## [BRIEF]
Below is a set of entries. Print the line that contains "Query: parking lot" and every later line word for word, through the final one.

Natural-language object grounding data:
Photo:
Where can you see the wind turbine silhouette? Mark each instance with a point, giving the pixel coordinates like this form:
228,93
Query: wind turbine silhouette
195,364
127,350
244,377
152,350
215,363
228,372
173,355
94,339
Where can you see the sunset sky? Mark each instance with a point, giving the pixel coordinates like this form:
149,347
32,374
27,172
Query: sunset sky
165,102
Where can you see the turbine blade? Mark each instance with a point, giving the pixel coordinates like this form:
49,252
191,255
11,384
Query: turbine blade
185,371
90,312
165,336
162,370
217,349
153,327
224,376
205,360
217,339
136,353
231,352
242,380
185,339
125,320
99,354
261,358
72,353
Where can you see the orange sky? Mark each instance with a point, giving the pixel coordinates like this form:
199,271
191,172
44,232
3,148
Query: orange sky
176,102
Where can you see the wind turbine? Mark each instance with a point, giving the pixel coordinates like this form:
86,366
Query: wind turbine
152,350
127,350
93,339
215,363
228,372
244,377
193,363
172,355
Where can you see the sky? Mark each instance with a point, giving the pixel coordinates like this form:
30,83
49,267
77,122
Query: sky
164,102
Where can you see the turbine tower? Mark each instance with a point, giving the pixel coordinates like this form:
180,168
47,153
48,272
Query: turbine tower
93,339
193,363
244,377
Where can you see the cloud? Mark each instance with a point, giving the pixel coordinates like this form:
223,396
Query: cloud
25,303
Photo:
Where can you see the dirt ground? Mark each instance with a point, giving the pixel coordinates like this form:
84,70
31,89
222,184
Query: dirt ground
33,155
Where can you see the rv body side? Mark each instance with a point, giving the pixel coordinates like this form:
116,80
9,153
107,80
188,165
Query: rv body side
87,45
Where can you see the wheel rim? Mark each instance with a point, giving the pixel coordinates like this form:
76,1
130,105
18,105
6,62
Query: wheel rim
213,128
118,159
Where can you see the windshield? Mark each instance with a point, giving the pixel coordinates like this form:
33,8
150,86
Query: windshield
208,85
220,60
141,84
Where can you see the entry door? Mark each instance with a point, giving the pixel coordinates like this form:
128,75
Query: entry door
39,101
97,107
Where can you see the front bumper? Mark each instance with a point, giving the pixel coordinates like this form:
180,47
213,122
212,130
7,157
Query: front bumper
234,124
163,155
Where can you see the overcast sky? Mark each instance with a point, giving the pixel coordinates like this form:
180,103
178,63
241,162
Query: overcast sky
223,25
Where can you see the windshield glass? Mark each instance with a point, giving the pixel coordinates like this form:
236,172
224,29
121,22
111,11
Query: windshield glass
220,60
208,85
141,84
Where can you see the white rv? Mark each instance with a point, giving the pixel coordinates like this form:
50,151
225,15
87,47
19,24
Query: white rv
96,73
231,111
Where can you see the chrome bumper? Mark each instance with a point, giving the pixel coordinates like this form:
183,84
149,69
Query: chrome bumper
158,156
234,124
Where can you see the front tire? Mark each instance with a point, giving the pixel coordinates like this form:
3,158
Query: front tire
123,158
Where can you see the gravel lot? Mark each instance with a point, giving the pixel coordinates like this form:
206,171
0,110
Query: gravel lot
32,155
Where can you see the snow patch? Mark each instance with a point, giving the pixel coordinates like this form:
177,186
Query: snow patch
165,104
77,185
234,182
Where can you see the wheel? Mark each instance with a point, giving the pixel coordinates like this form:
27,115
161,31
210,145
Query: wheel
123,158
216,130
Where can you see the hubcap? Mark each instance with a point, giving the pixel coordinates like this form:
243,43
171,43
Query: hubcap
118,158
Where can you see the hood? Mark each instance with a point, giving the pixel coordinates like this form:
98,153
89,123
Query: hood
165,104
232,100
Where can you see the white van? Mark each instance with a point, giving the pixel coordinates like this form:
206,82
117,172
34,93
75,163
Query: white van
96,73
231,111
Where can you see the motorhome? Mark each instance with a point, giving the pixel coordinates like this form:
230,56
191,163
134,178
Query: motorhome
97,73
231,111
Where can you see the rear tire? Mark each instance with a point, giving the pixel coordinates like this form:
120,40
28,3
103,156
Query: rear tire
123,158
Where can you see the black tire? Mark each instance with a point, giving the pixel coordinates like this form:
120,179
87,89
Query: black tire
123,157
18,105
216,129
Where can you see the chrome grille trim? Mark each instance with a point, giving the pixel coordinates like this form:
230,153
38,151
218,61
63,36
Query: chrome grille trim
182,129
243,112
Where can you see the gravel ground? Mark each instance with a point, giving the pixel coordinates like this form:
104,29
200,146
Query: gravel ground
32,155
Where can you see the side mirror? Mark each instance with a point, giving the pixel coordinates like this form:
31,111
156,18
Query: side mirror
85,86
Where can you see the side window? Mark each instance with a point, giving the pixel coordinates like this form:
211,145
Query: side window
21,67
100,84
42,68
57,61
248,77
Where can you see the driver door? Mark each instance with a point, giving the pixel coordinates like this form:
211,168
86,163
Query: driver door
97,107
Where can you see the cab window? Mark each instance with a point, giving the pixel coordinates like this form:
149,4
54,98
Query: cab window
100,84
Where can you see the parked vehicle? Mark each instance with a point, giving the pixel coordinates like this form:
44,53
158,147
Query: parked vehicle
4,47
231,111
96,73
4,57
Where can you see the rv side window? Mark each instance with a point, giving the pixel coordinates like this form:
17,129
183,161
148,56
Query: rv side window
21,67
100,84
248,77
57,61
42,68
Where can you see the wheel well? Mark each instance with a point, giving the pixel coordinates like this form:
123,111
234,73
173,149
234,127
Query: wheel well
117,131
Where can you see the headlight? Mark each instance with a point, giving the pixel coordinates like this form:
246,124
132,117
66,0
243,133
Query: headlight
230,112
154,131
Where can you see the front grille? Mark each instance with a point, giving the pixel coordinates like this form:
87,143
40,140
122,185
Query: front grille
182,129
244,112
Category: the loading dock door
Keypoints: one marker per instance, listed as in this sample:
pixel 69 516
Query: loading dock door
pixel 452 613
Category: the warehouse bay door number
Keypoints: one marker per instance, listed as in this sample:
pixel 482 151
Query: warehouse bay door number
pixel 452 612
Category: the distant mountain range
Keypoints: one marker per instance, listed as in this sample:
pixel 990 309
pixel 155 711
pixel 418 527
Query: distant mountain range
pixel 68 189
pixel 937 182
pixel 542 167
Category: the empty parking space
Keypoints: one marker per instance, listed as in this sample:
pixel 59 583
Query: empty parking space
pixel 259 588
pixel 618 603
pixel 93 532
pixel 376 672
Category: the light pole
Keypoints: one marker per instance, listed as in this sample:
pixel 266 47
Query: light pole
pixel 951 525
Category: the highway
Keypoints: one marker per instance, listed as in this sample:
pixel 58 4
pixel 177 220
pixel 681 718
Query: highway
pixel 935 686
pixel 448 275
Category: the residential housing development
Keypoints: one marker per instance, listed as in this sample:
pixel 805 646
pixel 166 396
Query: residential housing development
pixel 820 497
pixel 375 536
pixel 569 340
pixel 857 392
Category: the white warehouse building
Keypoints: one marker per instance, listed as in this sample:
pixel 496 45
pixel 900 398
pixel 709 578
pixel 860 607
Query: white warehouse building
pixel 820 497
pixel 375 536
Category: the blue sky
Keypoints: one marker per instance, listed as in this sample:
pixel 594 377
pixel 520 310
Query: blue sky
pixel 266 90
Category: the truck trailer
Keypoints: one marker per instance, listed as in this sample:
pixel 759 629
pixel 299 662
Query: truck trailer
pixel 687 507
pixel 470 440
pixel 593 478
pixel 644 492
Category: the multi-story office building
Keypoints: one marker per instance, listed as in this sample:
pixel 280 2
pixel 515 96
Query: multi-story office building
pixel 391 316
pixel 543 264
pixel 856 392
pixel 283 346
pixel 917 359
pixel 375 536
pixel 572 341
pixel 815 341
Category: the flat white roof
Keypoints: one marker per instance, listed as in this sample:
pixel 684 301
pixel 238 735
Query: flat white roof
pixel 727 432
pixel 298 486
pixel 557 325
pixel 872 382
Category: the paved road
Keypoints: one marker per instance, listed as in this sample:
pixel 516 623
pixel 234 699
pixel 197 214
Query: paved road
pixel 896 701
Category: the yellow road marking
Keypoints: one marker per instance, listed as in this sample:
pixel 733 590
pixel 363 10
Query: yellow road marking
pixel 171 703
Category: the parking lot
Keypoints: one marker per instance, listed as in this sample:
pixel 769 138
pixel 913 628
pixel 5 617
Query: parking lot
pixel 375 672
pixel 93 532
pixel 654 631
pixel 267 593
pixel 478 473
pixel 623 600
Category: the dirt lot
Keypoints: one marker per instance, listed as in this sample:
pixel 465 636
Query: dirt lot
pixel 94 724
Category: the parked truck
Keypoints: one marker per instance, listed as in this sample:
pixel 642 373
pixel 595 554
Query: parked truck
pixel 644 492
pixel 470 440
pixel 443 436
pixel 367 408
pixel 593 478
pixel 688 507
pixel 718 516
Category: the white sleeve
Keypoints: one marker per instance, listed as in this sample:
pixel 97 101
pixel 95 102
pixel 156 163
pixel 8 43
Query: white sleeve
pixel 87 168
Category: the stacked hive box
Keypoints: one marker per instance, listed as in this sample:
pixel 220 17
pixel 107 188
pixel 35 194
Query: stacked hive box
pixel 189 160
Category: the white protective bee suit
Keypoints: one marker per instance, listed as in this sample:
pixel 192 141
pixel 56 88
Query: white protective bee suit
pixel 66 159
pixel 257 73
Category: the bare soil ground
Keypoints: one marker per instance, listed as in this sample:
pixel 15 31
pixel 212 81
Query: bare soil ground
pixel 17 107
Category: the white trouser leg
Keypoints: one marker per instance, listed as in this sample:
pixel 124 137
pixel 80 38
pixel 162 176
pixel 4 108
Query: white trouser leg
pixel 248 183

## [ANSWER TO THE EXERCISE]
Query: parking lot
pixel 375 672
pixel 93 532
pixel 654 631
pixel 267 593
pixel 478 473
pixel 623 600
Category: the dirt lot
Keypoints: one marker per instance, listed as in this sample:
pixel 465 636
Query: dirt lot
pixel 94 724
Category: the parked truck
Keypoints: one marker per instance, listed as in this sample:
pixel 642 373
pixel 595 554
Query: parked truck
pixel 644 492
pixel 470 440
pixel 443 436
pixel 367 408
pixel 593 478
pixel 688 507
pixel 718 516
Category: the white sleeve
Keypoints: one marker per instance, listed as in this sample:
pixel 97 101
pixel 95 102
pixel 156 163
pixel 8 43
Query: white sleeve
pixel 87 168
Category: the stacked hive box
Keypoints: one marker per instance, listed as in this sample:
pixel 220 17
pixel 107 188
pixel 35 194
Query: stacked hive box
pixel 189 160
Category: the white protective bee suit
Keypoints: one marker per instance, listed as in this sample:
pixel 192 141
pixel 56 88
Query: white protective bee suit
pixel 66 159
pixel 257 73
Category: the bare soil ground
Keypoints: one marker per instance, listed as in this sample:
pixel 15 31
pixel 212 81
Query: bare soil ground
pixel 17 107
Category: the white trouser leg
Keypoints: one marker per instance, listed as in this sample:
pixel 124 137
pixel 80 38
pixel 162 176
pixel 4 108
Query: white trouser leg
pixel 248 183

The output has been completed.